[Problem description]
Revise the court filing's passage starting at "Robert S. Lafferrandre" and ending at "OK for Defendants-Appellees.", replacing "Defendants-Appellees" with "Defendants-Respondents".

[Source]
----

FILED
United States Court of Appeals
Tenth Circuit
November 9, 2010
PUBLISH Elisabeth A. Shumaker
Clerk of Court
UNITED STATES COURT OF APPEALS
TENTH CIRCUIT
ALFREDO YERO PORRO,
Plaintiff - Appellant,
v.
No. 10-6002
STANLEY BARNES; and MICHAEL
BRYANT, in his official capacity as
Sheriff of Jefferson County,
Defendants - Appellees.
Appeal from the United States District Court
for the Western District of Oklahoma
(D.C. No. 08-CV-00970-C)
Submitted on the briefs: *
Mark E. Bialick and David B. Donchin, Durbin, Larimore & Bialick, Oklahoma
City, OK; and David W. Little, Law Offices of David Little, Oklahoma City, OK
for Plaintiff-Appellant.
Robert S. Lafferrandre and Randall J. Wood, Pierce Couch Hendrickson
Baysinger & Green, L.L.P., Oklahoma City, OK; and Chris J. Collins, Timothy
M. Melton, and Linda K. Soper, Collins, Zorn & Wagner, P.C., Oklahoma City,
OK for Defendants-Appellees.

----

[Information provided]
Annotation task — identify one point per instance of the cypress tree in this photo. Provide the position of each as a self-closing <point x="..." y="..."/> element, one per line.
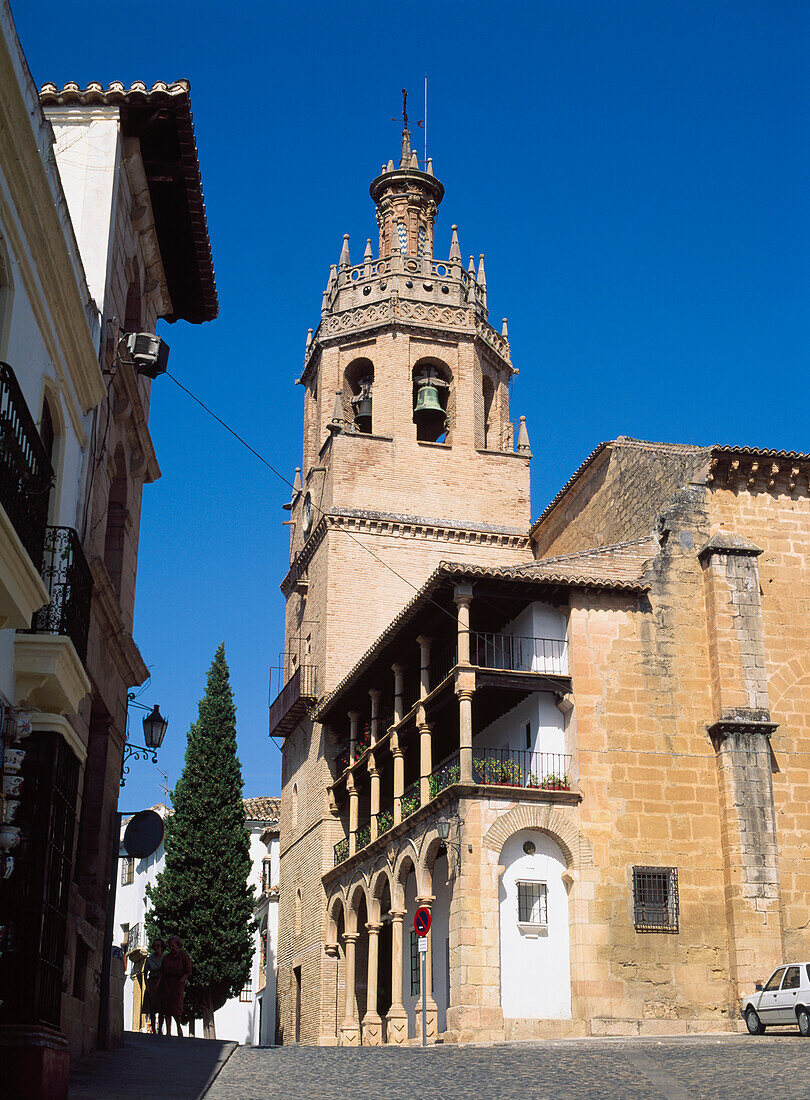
<point x="203" y="894"/>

----

[Worked answer]
Robert S. Lafferrandre and Randall J. Wood, Pierce Couch Hendrickson
Baysinger & Green, L.L.P., Oklahoma City, OK; and Chris J. Collins, Timothy
M. Melton, and Linda K. Soper, Collins, Zorn & Wagner, P.C., Oklahoma City,
OK for Defendants-Respondents.